Start of Dataset entries
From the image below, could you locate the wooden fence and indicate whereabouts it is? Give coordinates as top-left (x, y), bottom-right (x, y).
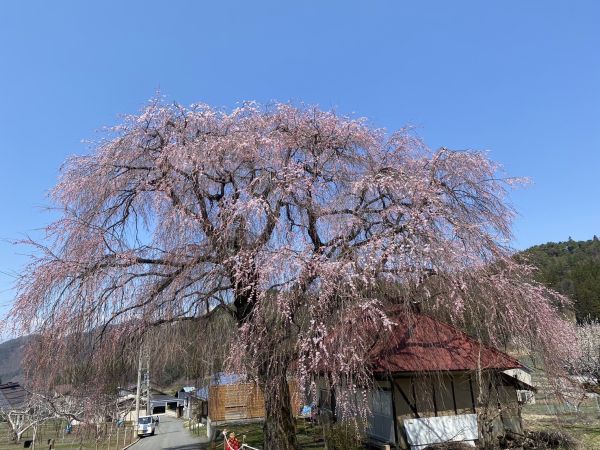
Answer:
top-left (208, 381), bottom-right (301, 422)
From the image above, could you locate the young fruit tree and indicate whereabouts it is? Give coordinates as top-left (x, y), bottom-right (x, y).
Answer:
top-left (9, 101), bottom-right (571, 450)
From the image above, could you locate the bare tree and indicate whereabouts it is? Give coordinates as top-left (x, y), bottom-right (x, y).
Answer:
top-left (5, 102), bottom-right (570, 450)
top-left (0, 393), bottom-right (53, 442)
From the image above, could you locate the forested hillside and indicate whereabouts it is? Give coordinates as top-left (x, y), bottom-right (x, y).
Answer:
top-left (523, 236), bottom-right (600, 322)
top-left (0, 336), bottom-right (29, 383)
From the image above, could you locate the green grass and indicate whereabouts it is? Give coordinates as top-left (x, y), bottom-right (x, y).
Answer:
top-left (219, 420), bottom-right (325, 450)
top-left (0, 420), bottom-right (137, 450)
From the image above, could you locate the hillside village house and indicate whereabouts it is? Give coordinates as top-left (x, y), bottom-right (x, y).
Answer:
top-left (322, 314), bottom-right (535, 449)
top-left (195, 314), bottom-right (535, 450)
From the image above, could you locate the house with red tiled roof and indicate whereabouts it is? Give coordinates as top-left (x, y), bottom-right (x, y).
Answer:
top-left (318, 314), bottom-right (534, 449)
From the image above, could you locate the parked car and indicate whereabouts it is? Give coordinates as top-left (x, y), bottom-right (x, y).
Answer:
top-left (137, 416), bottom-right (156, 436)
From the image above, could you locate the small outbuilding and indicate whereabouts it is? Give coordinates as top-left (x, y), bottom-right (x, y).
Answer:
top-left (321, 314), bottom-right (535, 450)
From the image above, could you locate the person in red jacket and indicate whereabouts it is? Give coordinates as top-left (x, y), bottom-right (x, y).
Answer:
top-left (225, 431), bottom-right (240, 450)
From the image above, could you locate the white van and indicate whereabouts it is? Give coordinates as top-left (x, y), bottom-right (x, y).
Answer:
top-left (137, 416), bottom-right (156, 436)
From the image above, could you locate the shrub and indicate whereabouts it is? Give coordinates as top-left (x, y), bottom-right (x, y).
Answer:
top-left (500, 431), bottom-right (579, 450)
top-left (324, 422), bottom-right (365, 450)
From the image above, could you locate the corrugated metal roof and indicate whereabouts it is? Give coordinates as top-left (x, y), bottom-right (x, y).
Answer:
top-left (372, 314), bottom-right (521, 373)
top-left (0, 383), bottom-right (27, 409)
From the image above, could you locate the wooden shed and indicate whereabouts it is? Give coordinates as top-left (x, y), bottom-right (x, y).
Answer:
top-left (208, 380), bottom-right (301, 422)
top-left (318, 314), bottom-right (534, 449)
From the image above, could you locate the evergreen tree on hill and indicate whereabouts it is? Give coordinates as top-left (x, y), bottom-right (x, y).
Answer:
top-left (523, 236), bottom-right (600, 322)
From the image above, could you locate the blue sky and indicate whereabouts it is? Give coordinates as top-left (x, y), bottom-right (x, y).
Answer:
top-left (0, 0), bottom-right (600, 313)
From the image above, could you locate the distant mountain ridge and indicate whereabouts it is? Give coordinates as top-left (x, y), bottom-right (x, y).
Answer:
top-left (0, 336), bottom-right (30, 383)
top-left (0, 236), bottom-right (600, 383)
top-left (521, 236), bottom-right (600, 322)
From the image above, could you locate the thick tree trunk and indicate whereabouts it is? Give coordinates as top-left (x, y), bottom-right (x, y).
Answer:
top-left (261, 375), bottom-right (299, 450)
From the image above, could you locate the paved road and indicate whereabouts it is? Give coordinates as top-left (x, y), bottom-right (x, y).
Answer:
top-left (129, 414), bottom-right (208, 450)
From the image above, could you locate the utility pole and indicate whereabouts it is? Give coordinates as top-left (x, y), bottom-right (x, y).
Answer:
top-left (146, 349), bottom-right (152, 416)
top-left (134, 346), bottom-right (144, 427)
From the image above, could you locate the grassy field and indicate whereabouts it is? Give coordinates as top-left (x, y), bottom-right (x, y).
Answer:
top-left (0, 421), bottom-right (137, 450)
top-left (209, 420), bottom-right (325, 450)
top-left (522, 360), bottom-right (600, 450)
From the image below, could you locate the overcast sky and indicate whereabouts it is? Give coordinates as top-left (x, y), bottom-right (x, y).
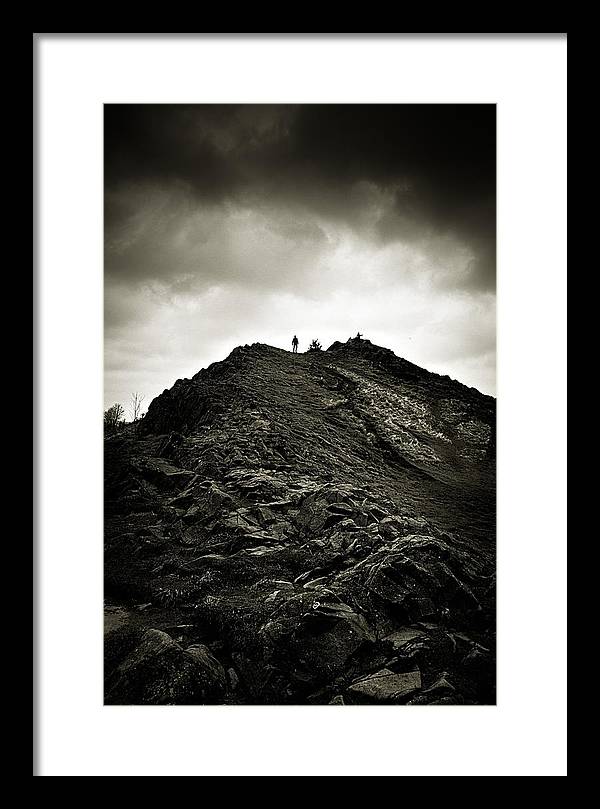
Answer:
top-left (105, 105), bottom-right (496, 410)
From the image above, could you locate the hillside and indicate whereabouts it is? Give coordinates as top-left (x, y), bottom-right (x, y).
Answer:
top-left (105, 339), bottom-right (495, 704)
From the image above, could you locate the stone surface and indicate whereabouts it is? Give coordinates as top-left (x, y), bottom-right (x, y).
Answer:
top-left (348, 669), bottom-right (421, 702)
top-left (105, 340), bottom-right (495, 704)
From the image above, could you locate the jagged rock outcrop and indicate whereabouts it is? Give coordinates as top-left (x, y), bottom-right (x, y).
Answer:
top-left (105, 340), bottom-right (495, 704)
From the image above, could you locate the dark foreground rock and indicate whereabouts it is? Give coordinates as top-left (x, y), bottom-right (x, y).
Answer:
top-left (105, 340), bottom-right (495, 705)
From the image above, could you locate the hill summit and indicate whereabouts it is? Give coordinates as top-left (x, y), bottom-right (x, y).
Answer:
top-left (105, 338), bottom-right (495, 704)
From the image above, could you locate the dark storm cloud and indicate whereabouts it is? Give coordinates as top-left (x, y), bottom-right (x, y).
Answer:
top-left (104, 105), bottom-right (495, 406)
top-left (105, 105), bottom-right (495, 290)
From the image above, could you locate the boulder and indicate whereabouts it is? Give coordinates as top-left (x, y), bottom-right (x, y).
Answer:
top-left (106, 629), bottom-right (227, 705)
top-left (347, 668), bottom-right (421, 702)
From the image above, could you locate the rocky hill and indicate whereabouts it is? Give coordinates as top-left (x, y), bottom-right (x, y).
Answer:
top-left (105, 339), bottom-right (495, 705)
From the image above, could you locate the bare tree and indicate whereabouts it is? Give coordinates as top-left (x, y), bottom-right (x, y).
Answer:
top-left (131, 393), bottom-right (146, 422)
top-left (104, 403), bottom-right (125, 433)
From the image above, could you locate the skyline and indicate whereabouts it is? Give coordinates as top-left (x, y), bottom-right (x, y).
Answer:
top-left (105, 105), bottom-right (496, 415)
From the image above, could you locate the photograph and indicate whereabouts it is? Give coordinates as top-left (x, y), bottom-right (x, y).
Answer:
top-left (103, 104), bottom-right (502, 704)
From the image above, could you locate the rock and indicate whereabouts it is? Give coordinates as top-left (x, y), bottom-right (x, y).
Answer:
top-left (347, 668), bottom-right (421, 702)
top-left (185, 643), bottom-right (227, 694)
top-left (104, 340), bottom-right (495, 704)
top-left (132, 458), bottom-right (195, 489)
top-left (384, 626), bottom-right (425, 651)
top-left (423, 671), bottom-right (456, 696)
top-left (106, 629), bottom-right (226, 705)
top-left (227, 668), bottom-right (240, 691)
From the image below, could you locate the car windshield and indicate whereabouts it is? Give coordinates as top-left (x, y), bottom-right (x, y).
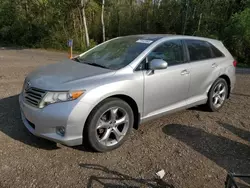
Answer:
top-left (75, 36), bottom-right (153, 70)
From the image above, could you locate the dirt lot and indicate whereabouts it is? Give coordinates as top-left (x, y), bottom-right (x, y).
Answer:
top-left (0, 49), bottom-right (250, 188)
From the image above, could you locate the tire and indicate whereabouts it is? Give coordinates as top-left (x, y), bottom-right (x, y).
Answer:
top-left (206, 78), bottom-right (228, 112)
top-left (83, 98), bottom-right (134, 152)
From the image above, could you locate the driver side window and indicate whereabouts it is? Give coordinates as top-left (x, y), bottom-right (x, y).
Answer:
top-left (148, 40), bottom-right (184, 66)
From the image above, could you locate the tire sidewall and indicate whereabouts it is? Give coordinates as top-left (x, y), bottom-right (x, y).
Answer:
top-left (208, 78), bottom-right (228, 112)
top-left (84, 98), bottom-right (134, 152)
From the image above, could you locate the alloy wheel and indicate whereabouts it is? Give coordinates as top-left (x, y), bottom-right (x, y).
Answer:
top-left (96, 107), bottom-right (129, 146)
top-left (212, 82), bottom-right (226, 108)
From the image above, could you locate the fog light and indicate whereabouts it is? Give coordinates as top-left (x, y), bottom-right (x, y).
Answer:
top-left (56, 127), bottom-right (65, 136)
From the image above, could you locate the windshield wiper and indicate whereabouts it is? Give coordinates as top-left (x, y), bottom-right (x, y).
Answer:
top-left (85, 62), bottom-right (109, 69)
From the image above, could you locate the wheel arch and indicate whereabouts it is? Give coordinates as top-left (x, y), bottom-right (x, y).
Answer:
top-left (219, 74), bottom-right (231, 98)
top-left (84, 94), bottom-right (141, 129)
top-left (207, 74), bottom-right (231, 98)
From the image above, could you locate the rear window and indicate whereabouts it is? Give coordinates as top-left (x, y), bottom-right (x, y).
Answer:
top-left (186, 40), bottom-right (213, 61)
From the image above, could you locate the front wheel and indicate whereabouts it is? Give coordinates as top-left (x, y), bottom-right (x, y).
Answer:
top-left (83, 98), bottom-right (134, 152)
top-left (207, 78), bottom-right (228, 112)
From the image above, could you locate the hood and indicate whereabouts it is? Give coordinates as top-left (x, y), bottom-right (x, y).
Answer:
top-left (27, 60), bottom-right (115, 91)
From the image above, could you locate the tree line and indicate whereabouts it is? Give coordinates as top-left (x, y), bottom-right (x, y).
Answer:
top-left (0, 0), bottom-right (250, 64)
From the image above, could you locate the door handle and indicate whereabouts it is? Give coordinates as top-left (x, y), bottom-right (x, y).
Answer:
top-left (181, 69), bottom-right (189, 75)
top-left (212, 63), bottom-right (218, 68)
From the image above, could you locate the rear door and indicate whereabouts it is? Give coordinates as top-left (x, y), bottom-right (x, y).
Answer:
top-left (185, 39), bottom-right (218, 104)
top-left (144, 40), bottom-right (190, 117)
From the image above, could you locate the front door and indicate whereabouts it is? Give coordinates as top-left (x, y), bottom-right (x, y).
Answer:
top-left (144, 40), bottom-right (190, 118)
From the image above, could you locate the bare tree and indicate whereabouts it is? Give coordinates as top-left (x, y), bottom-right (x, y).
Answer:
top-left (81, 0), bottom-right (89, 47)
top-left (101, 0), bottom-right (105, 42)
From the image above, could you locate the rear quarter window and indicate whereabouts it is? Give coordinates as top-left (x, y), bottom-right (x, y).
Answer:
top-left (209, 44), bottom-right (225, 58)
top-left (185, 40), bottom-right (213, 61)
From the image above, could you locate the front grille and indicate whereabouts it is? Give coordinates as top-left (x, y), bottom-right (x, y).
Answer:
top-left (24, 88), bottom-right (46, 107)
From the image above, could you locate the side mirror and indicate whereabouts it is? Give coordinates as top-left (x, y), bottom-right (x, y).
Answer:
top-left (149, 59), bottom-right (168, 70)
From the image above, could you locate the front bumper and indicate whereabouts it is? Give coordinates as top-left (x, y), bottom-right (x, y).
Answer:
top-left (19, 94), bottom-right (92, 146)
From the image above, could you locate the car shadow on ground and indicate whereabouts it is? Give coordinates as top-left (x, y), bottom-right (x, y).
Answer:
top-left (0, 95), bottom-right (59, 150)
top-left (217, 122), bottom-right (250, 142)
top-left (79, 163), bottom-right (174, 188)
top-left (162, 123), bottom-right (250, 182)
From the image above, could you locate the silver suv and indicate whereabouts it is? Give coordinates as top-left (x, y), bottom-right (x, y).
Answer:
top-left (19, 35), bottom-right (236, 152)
End of Dataset entries
▶ _Stated task_
Put the part of the material above that opens with the line containing "From the image above, could you locate the corrugated" and closes with the line containing "top-left (129, 414), bottom-right (208, 450)" into a JSON list of strings, one string per line, skipping blank lines. Include only those lines.

▶ _Exercise response_
[
  "From the image above, could you locate the corrugated metal roof and indicate whereabouts it is? Give coordinates as top-left (x, y), bottom-right (x, y).",
  "Answer:",
  "top-left (372, 314), bottom-right (521, 373)",
  "top-left (0, 383), bottom-right (27, 409)",
  "From the image above, could you locate the wooden shed and indicate whereabouts it is? Give coordinates as top-left (x, y), bottom-right (x, y).",
  "Answer:",
  "top-left (208, 380), bottom-right (301, 422)",
  "top-left (318, 314), bottom-right (534, 449)",
  "From the image above, could you locate the evergreen tree on hill and indicate whereabouts it is? Give coordinates as top-left (x, y), bottom-right (x, y).",
  "Answer:",
  "top-left (523, 236), bottom-right (600, 322)",
  "From the image above, could you locate the blue sky and indicate whereabouts it is? Give coordinates as top-left (x, y), bottom-right (x, y).",
  "Answer:",
  "top-left (0, 0), bottom-right (600, 313)",
  "From the image above, could you locate the distant mountain ridge and indicate whereabouts it is? Give coordinates as top-left (x, y), bottom-right (x, y).",
  "Answer:",
  "top-left (0, 336), bottom-right (30, 383)",
  "top-left (0, 236), bottom-right (600, 383)",
  "top-left (521, 236), bottom-right (600, 322)",
  "From the image above, could you locate the thick tree trunk and indicate whereabouts it is? Give coordinates as top-left (x, y), bottom-right (x, y).",
  "Answer:",
  "top-left (261, 375), bottom-right (299, 450)",
  "From the image above, could you locate the paved road and indicate whereabouts it is? Give coordinates as top-left (x, y), bottom-right (x, y).",
  "Answer:",
  "top-left (129, 414), bottom-right (208, 450)"
]